■ **WHAT THE EXERCISE ASKS**:
Output the rows from the line containing "Locate the bridge" through the last row as a JSON list of strings, one string per line, with blank lines dropped and the pictures left out.

>> START MATERIAL FOR THIS EXERCISE

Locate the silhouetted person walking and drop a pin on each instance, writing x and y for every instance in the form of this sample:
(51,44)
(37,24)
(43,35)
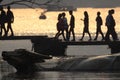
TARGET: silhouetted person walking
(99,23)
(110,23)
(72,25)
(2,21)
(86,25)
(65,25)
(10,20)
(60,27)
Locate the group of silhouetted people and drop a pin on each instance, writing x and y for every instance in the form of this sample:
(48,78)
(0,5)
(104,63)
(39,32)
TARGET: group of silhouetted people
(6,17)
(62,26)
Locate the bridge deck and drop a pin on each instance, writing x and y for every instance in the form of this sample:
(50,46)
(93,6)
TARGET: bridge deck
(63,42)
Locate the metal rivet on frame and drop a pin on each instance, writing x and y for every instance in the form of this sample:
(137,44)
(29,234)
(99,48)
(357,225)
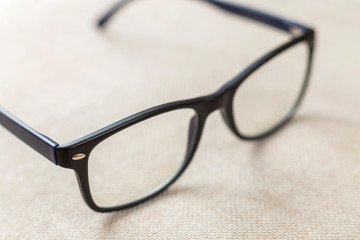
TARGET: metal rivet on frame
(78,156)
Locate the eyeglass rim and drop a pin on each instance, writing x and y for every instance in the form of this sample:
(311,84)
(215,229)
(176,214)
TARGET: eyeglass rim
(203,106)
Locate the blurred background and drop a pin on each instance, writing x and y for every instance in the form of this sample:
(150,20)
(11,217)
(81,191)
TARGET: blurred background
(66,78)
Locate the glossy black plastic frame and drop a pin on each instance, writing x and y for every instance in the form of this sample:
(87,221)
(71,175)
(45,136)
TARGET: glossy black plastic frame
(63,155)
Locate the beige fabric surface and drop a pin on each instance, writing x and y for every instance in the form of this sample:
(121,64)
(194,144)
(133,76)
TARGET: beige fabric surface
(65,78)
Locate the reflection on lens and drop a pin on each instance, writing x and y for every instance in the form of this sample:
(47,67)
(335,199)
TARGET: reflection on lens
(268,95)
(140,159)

>> END MATERIAL FOR THIS EXERCISE

■ **WORKED ANSWER**:
[
  "Locate the bridge deck and drop a pin on each instance, writing x and y for every instance in the form of this sample:",
  "(50,46)",
  "(93,6)",
  "TARGET: bridge deck",
  "(63,42)",
  "Locate the metal rivet on frame and drop a pin on each instance, writing x and y for every instance in the form of this sample:",
  "(137,44)",
  "(29,234)",
  "(99,48)",
  "(357,225)",
  "TARGET: metal rivet on frame",
  "(78,156)",
  "Locate the eyeglass rim and drop a pin on each instance, writing x and y for every instance in the form of this sample:",
  "(311,84)",
  "(215,229)",
  "(176,214)",
  "TARGET: eyeglass rim",
  "(203,106)",
  "Locate the blurred background and drop a pin on each instance, writing x and y for every instance in the form of this sample:",
  "(150,20)",
  "(11,217)",
  "(81,191)",
  "TARGET: blurred background",
  "(66,78)",
  "Locate the glossy black plastic frame and drop a pin on each instance, writing x and y for every instance in the form of this sample:",
  "(87,221)",
  "(71,175)",
  "(45,136)",
  "TARGET: glossy black plastic frame",
  "(63,155)",
  "Locate the beige fabric surface and drop a pin on each instance, writing x and y for every instance in the form of this sample:",
  "(121,64)",
  "(194,144)",
  "(133,76)",
  "TARGET: beige fabric surface",
  "(65,78)",
  "Locate the reflection on lens and drop a pin on each instance, writing x and y for every instance in the form of this sample:",
  "(47,67)",
  "(335,199)",
  "TARGET: reflection on lens",
  "(268,95)",
  "(140,159)"
]